> _Short exercise_:
Please reproduce the lines below verbatim, from the line containing "task: outline the golden onion dome" through the line containing "M133 52L133 50L128", including both of those lines.
-- -- --
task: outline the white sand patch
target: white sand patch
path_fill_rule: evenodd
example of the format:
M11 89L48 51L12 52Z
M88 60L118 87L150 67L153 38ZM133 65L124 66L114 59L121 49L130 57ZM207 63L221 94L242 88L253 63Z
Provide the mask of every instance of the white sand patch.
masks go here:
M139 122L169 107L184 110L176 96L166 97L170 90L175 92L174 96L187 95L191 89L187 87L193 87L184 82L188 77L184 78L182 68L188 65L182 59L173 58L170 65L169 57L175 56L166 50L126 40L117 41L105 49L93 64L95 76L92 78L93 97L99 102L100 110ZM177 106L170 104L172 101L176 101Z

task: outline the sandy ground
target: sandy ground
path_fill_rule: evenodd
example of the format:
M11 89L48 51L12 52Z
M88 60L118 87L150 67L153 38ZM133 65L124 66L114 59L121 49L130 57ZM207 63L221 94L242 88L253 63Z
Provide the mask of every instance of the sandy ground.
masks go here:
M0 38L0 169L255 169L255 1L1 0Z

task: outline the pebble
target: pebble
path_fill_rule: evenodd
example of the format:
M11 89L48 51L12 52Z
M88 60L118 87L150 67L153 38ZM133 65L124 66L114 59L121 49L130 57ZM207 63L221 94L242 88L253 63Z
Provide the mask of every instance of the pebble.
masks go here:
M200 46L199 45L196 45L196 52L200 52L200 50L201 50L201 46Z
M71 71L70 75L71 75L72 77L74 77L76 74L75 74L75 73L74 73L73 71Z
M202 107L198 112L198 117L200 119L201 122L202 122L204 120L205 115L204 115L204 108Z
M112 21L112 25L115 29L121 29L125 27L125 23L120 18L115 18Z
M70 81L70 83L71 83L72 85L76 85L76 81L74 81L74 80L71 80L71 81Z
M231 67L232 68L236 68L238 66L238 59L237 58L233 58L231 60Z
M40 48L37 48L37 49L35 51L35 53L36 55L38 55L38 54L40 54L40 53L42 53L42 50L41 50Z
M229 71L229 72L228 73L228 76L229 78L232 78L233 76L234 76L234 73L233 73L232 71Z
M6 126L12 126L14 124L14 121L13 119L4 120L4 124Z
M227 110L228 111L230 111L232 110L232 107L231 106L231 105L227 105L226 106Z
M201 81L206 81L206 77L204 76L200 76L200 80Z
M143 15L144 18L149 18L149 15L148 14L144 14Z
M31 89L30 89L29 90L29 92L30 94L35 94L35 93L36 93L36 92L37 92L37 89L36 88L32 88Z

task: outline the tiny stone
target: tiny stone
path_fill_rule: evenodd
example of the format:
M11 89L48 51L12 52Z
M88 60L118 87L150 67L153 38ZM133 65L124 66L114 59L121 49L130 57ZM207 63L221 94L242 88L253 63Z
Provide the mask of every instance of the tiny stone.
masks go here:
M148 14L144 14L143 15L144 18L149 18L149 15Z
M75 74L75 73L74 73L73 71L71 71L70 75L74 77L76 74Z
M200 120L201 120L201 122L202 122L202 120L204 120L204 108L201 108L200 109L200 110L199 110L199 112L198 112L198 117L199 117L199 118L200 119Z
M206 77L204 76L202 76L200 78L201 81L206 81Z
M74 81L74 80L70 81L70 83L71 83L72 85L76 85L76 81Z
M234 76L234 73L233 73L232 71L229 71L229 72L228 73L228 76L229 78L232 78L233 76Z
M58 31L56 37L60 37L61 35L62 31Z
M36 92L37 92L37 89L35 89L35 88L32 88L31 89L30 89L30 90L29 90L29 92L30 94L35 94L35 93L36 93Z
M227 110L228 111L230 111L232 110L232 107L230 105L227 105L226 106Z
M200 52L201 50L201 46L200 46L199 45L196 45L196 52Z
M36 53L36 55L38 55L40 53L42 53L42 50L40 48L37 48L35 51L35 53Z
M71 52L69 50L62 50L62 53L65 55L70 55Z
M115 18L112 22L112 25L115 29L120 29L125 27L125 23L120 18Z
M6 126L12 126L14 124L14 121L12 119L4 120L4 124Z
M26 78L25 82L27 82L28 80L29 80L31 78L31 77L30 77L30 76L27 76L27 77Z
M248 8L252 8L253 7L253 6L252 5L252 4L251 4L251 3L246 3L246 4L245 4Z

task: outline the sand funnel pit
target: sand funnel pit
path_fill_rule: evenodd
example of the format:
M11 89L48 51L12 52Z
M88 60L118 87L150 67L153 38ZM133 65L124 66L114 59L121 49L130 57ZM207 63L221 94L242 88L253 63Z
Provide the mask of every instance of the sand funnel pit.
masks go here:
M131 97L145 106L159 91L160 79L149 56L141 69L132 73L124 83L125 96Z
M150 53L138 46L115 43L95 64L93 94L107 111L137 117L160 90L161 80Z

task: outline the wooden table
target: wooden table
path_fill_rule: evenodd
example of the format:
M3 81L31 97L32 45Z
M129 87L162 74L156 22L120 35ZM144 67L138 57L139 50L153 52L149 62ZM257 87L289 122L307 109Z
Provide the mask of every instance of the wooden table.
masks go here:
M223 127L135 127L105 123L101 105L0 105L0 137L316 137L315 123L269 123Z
-- -- --
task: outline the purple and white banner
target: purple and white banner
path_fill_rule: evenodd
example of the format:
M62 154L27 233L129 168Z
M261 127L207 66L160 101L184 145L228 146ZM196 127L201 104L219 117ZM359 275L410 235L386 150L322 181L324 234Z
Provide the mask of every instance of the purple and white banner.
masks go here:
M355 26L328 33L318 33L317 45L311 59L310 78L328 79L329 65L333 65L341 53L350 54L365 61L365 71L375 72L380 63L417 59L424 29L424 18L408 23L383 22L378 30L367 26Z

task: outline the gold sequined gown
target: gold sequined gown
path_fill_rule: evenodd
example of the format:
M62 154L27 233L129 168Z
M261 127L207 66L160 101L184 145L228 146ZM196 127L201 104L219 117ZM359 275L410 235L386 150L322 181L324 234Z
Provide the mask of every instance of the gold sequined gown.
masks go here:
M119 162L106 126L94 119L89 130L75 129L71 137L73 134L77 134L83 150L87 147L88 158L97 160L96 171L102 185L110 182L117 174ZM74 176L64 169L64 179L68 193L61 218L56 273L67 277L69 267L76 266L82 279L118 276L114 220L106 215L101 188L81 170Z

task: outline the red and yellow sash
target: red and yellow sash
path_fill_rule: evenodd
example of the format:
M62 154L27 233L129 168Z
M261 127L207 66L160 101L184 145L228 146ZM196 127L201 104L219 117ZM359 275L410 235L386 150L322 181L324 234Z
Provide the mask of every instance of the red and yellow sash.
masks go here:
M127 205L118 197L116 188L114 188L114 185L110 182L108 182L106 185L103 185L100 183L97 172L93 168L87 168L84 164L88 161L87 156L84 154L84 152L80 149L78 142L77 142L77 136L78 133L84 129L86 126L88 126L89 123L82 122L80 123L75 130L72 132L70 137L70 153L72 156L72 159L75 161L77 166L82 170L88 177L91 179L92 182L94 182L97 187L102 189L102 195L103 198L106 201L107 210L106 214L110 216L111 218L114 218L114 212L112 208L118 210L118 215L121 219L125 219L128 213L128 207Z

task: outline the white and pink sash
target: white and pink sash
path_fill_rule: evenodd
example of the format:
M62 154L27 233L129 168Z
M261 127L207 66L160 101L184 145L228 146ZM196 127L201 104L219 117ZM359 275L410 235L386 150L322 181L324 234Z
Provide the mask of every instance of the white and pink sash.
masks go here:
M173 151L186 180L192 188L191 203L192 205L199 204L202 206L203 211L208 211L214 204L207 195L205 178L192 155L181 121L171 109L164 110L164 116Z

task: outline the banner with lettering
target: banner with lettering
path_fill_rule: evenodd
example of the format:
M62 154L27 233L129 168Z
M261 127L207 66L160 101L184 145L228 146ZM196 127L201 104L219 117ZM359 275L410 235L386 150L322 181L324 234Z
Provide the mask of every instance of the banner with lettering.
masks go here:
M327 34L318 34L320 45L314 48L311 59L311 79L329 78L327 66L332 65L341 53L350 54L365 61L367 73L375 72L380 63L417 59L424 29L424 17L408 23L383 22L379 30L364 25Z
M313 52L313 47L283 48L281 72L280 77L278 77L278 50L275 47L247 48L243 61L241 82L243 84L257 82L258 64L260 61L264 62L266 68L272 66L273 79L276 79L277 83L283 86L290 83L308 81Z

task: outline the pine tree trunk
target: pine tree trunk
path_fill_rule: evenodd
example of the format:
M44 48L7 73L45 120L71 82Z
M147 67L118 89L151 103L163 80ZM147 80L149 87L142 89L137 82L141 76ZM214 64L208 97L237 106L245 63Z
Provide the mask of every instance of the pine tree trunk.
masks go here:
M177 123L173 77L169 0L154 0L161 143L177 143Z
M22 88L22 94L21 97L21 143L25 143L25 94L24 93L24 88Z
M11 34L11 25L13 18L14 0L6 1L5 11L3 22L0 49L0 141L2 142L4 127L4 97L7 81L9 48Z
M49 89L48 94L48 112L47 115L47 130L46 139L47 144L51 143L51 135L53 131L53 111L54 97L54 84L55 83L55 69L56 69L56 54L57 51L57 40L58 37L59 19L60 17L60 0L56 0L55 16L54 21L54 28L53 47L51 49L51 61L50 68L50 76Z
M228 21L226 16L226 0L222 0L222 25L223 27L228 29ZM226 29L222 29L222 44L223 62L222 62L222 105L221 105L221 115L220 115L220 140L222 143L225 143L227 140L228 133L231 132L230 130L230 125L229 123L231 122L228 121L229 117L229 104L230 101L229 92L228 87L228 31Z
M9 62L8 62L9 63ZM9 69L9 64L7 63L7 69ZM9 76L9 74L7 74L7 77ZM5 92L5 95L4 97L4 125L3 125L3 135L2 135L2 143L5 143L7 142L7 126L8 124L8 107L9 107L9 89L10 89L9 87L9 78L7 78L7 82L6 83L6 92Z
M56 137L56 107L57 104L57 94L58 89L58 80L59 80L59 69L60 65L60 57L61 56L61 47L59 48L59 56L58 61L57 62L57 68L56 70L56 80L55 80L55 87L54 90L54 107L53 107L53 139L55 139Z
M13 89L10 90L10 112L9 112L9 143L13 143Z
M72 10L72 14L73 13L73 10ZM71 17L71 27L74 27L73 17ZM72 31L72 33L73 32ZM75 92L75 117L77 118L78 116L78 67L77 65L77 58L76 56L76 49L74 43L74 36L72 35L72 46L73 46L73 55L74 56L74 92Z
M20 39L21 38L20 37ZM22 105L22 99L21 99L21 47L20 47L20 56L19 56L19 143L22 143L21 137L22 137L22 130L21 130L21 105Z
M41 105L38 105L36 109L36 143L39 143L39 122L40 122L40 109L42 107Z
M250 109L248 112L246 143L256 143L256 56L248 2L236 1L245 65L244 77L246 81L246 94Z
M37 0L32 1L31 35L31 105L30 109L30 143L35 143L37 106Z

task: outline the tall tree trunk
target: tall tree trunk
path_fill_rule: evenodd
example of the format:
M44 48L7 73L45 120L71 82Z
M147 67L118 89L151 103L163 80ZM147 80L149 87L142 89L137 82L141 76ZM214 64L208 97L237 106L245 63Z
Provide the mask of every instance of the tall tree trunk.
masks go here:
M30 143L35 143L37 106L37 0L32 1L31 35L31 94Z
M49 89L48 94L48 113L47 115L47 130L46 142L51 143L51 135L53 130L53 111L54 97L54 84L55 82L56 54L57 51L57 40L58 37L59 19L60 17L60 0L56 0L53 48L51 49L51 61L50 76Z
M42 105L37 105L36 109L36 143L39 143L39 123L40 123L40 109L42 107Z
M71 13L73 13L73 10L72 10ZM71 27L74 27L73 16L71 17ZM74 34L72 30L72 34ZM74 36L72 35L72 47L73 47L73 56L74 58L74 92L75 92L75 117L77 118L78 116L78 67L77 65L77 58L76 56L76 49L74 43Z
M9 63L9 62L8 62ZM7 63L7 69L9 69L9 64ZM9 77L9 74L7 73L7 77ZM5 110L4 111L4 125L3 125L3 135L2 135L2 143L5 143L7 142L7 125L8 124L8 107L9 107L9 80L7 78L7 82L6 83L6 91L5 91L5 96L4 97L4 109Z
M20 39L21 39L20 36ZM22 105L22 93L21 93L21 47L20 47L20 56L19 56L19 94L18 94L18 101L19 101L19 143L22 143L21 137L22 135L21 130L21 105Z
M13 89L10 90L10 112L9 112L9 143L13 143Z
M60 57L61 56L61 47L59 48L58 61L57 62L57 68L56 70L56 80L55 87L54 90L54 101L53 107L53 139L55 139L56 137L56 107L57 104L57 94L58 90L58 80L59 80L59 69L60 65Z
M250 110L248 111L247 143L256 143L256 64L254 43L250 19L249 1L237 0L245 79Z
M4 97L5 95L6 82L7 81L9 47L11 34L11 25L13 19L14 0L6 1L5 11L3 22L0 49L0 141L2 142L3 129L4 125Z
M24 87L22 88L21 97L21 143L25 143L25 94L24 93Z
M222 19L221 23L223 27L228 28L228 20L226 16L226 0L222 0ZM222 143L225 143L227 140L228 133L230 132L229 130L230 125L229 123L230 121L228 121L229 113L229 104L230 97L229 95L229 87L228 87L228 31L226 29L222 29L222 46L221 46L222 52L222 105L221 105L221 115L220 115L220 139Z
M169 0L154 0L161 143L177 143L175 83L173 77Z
-- -- --
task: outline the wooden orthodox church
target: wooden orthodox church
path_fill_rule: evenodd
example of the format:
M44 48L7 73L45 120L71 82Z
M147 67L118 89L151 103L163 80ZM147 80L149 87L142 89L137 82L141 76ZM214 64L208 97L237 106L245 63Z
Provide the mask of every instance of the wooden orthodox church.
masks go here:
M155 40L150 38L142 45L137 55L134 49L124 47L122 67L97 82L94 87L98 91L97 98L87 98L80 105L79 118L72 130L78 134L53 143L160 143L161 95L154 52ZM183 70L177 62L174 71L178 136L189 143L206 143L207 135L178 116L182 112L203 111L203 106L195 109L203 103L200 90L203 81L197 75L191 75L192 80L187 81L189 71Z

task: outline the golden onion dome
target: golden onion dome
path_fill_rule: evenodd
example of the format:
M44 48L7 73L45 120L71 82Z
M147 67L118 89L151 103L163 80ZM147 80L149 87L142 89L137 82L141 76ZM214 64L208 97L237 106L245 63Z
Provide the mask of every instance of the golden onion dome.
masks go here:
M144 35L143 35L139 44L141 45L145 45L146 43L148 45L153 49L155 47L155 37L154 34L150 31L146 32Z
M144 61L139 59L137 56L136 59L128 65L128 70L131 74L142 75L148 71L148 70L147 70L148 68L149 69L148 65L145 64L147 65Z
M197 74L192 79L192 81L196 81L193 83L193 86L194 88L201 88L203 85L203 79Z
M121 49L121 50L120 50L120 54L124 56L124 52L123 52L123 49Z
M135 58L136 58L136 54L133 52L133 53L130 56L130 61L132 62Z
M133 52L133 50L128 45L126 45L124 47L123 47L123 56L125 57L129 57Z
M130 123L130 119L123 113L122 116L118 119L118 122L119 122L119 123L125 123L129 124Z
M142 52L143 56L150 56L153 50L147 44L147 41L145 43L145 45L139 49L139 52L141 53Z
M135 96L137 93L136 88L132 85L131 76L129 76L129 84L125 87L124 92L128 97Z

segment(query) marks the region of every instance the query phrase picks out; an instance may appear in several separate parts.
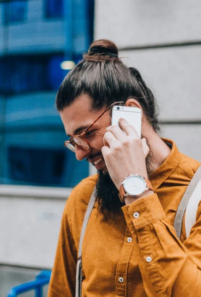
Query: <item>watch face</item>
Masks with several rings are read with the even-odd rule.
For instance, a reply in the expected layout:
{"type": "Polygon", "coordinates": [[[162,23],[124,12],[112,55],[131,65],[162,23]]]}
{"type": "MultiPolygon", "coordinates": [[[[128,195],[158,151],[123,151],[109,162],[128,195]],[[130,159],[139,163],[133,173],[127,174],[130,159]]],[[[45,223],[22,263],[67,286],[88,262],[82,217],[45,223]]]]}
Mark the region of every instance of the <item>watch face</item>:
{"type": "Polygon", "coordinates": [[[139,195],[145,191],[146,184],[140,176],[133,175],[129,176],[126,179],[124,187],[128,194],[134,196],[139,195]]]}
-- -- --
> _Expected answer_:
task: outline the golden onion dome
target: golden onion dome
path_fill_rule: evenodd
example of the format:
M44 48L7 73L45 120L71 82Z
M147 67L118 89L151 103L163 80ZM147 80L149 87L142 89L137 82L141 76ZM214 64L208 97L237 106L245 63Z
Provide the mask of every instance of the golden onion dome.
masks go here:
M144 35L143 35L139 44L141 45L145 45L146 43L148 45L153 49L155 47L155 37L154 34L150 31L146 32Z
M144 61L139 59L137 56L136 59L128 65L128 70L131 74L142 75L148 71L148 70L147 70L148 68L149 69L148 65L145 64L147 65Z
M197 74L192 79L192 81L196 81L193 83L193 86L194 88L201 88L203 85L203 79Z
M121 49L121 50L120 50L120 54L124 56L124 52L123 52L123 49Z
M135 58L136 58L136 54L133 52L133 53L130 56L130 61L132 62Z
M133 52L133 50L128 45L126 45L124 47L123 47L123 56L125 57L129 57Z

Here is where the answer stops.